Stated goal → Continue the post about FIP and DER from where it stops, picking up right after its last sentence.

Excerpt to read →

-=-=-=-=-

My Vacation with FIP and DER
December 29, 2003
If you’ve spent any time around this site (and God bless you if you have), you know that I like to talk about FIP and DER a lot. FIP and DER sound like some mythical creatures, maybe Pan and Echo, or Merry and Pippin, but they’re not. They’re a couple of pitching statistics that are pretty throughly explained in this article. So I won’t go into that here.
But I will say this: If I can only have two statistics about a batter, I’ll choose OBP and SLG; for a pitcher, I’ll choose FIP and DER. FIP and DER paint a fairly complete picture of a pitcher—how much he relies on his defense, how great he basically is on his own, how lucky or unlucky he’s been, how replicable his success is, etc. FIP and DER are also very important for our understanding of Win Shares, which splits responsibility for runs allowed between pitchers and fielders. So I took a chunk of my Christmas vacation to better understand these two numbers.
Here’s what I did. I looked at all pitchers from 1980 through 2002 with at least 130 innings pitched, which gave me 2,228 pitcher seasons. Seemed like enough. (Copyrights belong to, and thanks are given to, Sean Lahman). I compared FIP, DER and ERA for all these guys, and here’s what I found out.
First of all, FIP and DER account for about 82% of ERA variance by pitcher. In mathematical terms, the R squared of FIP and DER vs. ERA was .817. That’s a high correlation; confirmation that FIP and DER tell you most of what you need to know about a pitcher (albeit on a basic level).
By the way, the DER stats in this analysis were somewhat limited, because it’s hard to get historic DPs, outfield assists and caught stealing by pitcher. I also should look at runs scored instead of earned runs. Maybe next time.

-=-=-=-=-

Items listed in a dataset:
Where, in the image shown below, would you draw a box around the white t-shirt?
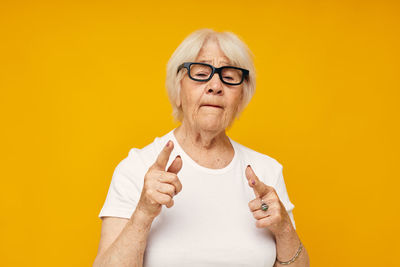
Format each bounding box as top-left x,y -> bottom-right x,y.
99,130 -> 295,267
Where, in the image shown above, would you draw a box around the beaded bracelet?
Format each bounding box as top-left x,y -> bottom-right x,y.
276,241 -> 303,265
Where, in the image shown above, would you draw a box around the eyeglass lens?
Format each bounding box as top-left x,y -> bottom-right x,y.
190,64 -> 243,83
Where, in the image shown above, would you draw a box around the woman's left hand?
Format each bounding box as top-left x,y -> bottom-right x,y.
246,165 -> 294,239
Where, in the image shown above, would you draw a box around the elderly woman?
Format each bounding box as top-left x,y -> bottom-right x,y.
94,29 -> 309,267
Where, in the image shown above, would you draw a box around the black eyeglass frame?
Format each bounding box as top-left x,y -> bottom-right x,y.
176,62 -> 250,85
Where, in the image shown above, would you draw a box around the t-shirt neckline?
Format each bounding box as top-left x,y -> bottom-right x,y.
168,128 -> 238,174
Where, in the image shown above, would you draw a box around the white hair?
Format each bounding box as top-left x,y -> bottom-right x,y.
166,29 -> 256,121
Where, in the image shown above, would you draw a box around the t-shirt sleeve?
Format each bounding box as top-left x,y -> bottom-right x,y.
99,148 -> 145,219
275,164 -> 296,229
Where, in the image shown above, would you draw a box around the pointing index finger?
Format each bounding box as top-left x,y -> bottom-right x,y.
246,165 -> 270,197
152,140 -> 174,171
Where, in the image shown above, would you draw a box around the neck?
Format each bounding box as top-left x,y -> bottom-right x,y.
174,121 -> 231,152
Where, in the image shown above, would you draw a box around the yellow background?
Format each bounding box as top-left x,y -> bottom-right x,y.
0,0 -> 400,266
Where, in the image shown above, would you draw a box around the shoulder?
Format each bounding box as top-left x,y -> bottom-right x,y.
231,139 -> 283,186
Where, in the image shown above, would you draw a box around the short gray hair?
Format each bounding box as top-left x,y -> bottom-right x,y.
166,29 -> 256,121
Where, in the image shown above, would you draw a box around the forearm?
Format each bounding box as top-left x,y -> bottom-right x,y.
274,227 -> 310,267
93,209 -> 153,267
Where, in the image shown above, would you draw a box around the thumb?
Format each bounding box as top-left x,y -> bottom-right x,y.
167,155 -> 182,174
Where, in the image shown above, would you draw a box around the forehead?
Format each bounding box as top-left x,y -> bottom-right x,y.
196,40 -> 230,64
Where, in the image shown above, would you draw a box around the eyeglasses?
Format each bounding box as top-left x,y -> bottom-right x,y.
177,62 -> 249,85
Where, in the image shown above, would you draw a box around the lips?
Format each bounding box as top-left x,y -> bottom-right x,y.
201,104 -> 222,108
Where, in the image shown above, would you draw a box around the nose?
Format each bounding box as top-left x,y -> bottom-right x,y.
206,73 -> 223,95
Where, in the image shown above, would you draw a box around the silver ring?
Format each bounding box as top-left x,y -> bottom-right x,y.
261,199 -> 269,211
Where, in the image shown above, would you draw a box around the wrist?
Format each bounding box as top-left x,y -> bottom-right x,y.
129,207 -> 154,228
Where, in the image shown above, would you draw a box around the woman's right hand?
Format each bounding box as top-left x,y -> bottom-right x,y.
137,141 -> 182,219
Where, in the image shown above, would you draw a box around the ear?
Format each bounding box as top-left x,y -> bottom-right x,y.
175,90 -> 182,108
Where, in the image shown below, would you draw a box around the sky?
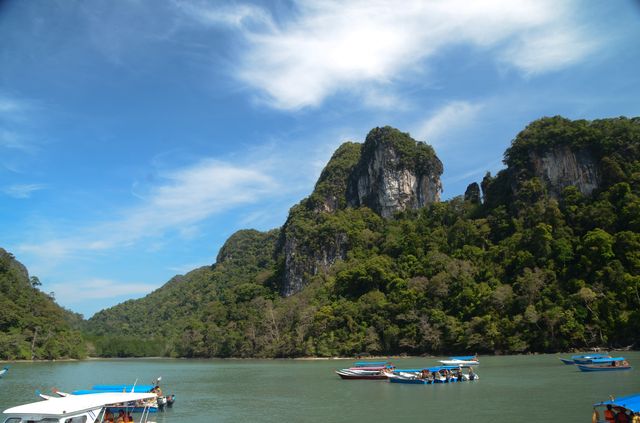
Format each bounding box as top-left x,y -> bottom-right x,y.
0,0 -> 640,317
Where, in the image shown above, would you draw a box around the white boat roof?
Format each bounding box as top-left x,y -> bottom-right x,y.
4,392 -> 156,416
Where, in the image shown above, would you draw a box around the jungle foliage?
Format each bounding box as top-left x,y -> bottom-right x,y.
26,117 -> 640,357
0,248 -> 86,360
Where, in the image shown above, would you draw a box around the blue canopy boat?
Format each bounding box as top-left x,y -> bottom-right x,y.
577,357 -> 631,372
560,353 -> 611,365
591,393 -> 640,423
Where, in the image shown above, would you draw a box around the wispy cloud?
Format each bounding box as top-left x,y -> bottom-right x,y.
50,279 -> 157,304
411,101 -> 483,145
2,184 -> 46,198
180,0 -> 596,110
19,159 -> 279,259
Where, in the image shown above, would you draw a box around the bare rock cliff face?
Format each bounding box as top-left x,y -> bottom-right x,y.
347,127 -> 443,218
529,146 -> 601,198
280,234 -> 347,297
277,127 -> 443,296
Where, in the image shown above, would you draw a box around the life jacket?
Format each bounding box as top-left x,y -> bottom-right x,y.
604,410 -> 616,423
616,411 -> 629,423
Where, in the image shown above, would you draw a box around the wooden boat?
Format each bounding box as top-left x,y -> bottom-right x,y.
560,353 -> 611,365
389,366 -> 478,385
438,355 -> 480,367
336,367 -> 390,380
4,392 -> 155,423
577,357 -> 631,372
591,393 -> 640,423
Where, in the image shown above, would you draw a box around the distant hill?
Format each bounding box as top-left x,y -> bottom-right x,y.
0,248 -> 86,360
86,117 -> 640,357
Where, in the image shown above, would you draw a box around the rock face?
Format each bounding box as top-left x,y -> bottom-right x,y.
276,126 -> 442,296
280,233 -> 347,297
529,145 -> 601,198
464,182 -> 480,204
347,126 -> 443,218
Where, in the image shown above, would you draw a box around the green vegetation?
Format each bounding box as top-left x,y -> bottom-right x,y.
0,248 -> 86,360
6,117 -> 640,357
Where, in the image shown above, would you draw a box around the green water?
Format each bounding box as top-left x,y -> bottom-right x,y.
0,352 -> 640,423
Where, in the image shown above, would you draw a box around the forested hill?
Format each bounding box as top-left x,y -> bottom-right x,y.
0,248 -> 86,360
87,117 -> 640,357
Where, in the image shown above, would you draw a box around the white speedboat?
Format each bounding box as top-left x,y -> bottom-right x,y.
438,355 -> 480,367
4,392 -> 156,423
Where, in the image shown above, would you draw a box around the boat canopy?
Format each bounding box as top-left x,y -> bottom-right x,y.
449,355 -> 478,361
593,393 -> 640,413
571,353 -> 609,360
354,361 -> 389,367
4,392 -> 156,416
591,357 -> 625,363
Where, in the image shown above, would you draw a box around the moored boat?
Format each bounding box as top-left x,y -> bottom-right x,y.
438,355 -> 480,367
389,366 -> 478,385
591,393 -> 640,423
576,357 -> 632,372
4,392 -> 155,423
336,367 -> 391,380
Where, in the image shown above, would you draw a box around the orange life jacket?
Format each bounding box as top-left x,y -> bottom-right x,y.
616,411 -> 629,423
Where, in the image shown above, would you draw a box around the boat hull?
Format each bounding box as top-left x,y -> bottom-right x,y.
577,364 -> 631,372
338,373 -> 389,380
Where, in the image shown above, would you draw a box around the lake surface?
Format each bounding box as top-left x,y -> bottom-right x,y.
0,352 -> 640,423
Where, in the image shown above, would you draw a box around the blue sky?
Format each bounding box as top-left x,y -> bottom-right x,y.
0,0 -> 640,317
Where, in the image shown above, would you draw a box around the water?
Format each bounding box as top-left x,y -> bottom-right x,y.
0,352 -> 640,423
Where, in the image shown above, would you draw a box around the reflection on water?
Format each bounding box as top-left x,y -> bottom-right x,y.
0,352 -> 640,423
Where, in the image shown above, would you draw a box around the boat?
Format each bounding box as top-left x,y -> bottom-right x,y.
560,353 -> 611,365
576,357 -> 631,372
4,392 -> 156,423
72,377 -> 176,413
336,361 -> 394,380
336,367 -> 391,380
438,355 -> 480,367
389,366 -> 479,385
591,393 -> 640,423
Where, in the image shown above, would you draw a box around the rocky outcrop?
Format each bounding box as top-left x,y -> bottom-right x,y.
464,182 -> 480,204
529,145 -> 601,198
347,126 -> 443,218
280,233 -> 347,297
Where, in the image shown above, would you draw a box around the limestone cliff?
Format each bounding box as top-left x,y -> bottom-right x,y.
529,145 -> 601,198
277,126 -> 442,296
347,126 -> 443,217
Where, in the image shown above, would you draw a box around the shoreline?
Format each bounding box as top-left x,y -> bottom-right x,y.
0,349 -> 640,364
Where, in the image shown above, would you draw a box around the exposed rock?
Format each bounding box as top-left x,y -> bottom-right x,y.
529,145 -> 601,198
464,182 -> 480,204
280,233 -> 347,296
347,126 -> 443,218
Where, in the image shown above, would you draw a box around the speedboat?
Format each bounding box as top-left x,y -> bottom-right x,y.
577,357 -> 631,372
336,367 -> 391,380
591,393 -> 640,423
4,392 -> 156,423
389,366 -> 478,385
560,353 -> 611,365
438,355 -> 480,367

-=-=-=-=-

Exercise response →
Anyway, when you look at these stats in isolation, FIP has a higher correlation with ERA than DER has. FIP achieved an R squared of .54 against ERA, while DER came in at .31. More about this later.
When predicting a pitcher’s ERA in the following season, current year FIP is actually a better predictor than current year ERA (R squared of .18 vs. .14). In that way, FIP works just like DIPs ERA, which is what Tangotiger created it to do.
There is no correlation between FIP and DER. None, nada, zip. The R squared between the two is .002. This is good, actually. It means that FIP and DER measure two completely different things.
As a next step, I computed an intermediate stat called DERA (a combination of DER and ERA—get it?). It equals ERA minus FIP. So it represents the proportion of a pitcher’s ERA for which he shares responsibility with his fielders.
Across all pitchers, the average ERA was 3.98. The average FIP was 1.04 and the average DERA was 2.94. However, the distribution of each stat was different. Time for some graphs.
This is called a “box-whisker graph,” and it’s a superb tool for exhibiting statistical distribution. There are three blue boxes here, one for each stat. The blue line in the middle of each box is the median of that stat (which, in this case, is just about equal to the average of each stat). The top and bottom of the blue boxes represent the first quartile above and below the median (in other words, the 75th and 25th percentiles). So 50% of each stat falls within its respective blue box.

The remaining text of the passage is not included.